▸ **Work task**: The reply should reproduce every line of the data below word for word, minus any images.
Extracted information Start Marker
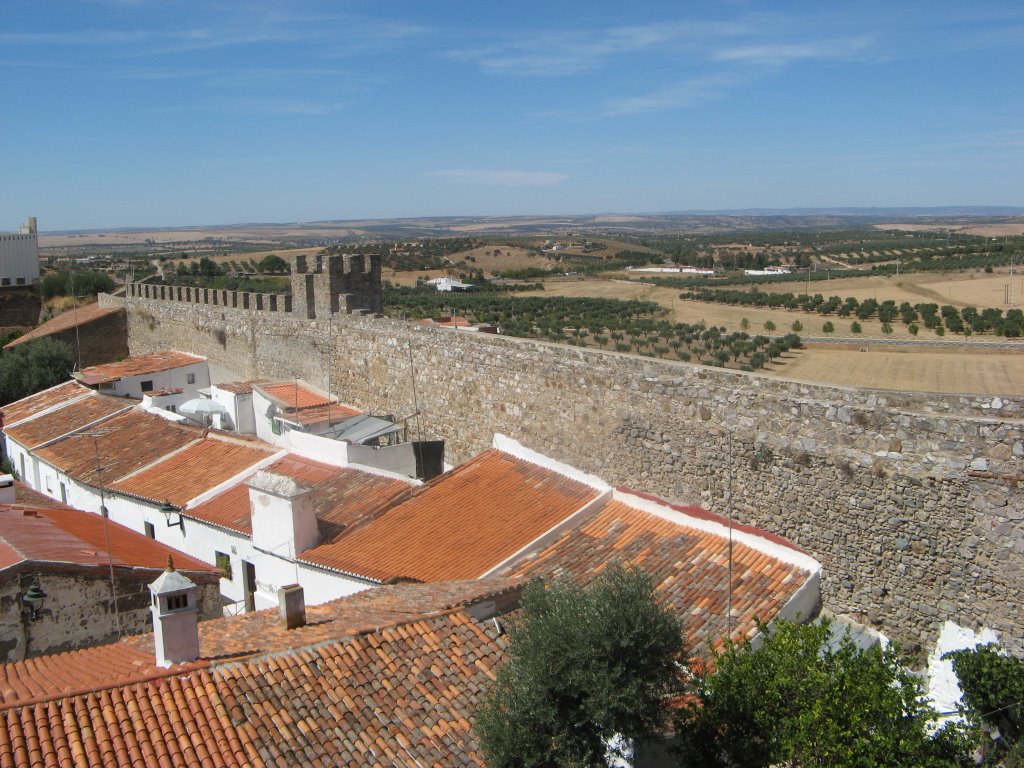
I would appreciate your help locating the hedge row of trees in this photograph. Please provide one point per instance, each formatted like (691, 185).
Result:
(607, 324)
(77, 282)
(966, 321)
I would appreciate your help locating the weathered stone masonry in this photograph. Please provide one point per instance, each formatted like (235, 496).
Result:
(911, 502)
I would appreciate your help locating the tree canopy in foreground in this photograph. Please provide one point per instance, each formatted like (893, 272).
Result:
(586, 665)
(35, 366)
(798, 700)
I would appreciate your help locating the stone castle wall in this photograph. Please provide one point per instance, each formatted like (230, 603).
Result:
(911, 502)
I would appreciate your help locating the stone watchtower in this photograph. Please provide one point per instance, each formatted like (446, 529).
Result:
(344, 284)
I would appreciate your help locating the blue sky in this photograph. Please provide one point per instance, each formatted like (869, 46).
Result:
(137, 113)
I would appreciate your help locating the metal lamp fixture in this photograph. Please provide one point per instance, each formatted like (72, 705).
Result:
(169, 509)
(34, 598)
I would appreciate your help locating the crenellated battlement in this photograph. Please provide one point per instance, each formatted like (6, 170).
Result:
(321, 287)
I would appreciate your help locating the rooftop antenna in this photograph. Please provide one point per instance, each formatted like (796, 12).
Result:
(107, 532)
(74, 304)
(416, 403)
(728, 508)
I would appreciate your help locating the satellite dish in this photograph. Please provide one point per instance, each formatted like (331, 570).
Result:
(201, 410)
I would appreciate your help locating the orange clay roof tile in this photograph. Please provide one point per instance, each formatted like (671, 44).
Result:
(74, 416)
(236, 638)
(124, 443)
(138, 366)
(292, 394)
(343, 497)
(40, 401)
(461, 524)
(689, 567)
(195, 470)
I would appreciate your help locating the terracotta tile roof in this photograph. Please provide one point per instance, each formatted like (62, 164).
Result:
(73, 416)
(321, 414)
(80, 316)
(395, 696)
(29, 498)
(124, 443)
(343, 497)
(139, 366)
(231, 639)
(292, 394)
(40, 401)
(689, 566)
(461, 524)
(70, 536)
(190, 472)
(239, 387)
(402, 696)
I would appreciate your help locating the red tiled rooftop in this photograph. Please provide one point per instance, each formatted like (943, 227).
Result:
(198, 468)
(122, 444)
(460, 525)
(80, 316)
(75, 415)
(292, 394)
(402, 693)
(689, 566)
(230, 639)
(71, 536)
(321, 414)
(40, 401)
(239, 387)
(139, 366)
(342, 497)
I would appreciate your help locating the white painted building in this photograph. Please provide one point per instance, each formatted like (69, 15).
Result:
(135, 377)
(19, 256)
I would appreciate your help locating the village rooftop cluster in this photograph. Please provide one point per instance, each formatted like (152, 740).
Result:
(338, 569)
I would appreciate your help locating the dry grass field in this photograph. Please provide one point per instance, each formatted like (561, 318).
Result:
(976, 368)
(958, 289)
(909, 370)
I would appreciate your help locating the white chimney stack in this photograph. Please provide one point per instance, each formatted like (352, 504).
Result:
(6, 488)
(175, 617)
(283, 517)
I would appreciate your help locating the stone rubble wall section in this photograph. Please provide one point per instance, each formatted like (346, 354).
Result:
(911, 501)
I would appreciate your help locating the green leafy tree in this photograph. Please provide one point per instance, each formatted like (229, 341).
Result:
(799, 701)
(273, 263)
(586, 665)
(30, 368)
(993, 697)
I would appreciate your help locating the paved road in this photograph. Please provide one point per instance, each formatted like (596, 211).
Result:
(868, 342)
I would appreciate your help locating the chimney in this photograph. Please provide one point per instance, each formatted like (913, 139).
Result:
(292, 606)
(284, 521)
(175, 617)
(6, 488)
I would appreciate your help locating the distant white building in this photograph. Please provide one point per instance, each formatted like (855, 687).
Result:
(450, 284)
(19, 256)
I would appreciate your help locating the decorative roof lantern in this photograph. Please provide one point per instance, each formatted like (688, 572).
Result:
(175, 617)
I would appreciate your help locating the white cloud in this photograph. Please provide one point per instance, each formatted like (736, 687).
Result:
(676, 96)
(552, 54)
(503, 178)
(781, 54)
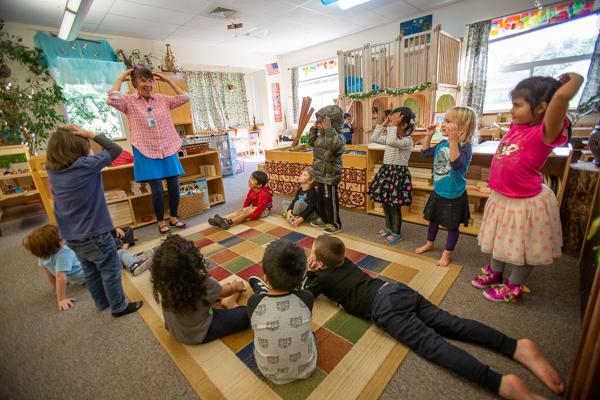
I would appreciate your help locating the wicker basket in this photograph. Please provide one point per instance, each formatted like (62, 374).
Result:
Extracted information End Marker
▸ **Solution below**:
I would appreciate your help locating the hedge row of trees in this photograph. Please provide one point per instance, each formatted like (691, 185).
Result:
(607, 324)
(77, 282)
(966, 321)
I would appreciate your help locating the weathered stone masonry in this photograph. Please provide one point per instance, each formatted like (235, 496).
Result:
(911, 502)
I would appreciate your help locating the tree canopy in foreground in this photograph. Please provide one point per instance, each formatted like (893, 272).
Result:
(586, 665)
(35, 366)
(798, 700)
I would appreciate your help locating the stone castle wall in this photograph. Please provide one point per instance, each formatted like (230, 603).
Result:
(911, 502)
I would appreciate your help locating the stone watchtower in this photograph. Please provide one point per instance, each formatted like (446, 529).
Result:
(344, 284)
I would appreciate your help locating the blue sky in this photograph. Please provide one point per instance, each formatted like (869, 46).
Result:
(137, 113)
I would appreciate your help locating the metal lamp fixture in this photograph. Please provide one point per instance, each formatted like (72, 705).
Result:
(169, 509)
(34, 598)
I would appreciate your help locating the crenellated battlement in this photograph. Please provide one point per instance, each formatted like (6, 170).
Result:
(321, 287)
I would appreciate your help locating the rooftop antenna in this photograph. Please provide one point per instance, each formatted like (796, 12).
Result:
(107, 532)
(74, 304)
(416, 403)
(728, 508)
I would appreciate your help locating the satellite dish in this photograph. Please provide one point per instance, each formatted like (331, 570).
Result:
(201, 410)
I would appreciate your help locating the orange clay roof tile in this photograph. Please provide one point per instance, each formatted like (671, 44).
Result:
(74, 416)
(236, 638)
(124, 443)
(138, 366)
(292, 394)
(343, 497)
(40, 401)
(461, 524)
(689, 567)
(195, 470)
I would appreciate your help locating the terracotta tile roof in this photograph. Please provide one point per instance, each formatted like (62, 164).
Result:
(73, 416)
(321, 414)
(80, 316)
(395, 696)
(29, 498)
(124, 443)
(343, 497)
(139, 366)
(231, 639)
(292, 394)
(40, 401)
(689, 566)
(461, 524)
(70, 536)
(190, 472)
(239, 387)
(402, 696)
I would appreciate your help locating the red tiled rooftop in this photograph. Please provide one point per instance, each formatted like (943, 227).
Result:
(198, 468)
(122, 444)
(460, 525)
(80, 316)
(75, 415)
(292, 394)
(402, 693)
(689, 566)
(230, 639)
(71, 536)
(321, 414)
(40, 401)
(239, 387)
(139, 366)
(342, 497)
I would appreciate your help locating the white painted building in this photograph. Please provide one point per instance, each formatted like (69, 15).
Result:
(135, 377)
(19, 256)
I would appreciate your help locating the village rooftop cluster in this photograph. Please provide one point per instance, each formatted like (152, 740).
Result:
(338, 569)
I would appreciate your help locating the dry grass field in this photograph. Please provide one point per instance, each formatted like (561, 318).
Result:
(976, 368)
(958, 289)
(909, 370)
I would appreciate your help locating the white chimney stack in this photograph. Please provide one point per instance, each formatted like (352, 504).
Result:
(6, 488)
(175, 617)
(283, 517)
I would appreciate your help locating the stone rubble wall section in this photograph. Please provide one point per instance, each formatted like (346, 354).
Result:
(911, 501)
I would appreciate your help locating the green leafy tree in this photograph. Please provide one point per instance, each formatted like (229, 341).
Result:
(799, 701)
(273, 263)
(586, 665)
(30, 368)
(993, 697)
I would appreciate your help locating the paved road in this photograph. Please provide one point per instance, each formatted like (596, 211).
Result:
(868, 342)
I would appreciate your help locating the chimney in this photograph. Please provide one point per instance, each formatted like (913, 139).
Result:
(292, 606)
(284, 521)
(175, 617)
(6, 488)
I would appreciate your help locating the distant white building in this photograph. Please provide one point per instance, each formatted like (855, 687).
Result:
(450, 284)
(19, 256)
I would appreciate your help locating the decorative roof lantern in this photograph. Please provide one point per instance, each formatted like (688, 572).
Result:
(175, 617)
I would appreciate your help locating the white cloud in this photograph. Please provide one point per instance, each formatted like (736, 687).
Result:
(676, 96)
(552, 54)
(503, 178)
(781, 54)
I would appreciate your help locating the wicker basket in this photograph. Please provide one point per instance, each formatted like (62, 374).
Result:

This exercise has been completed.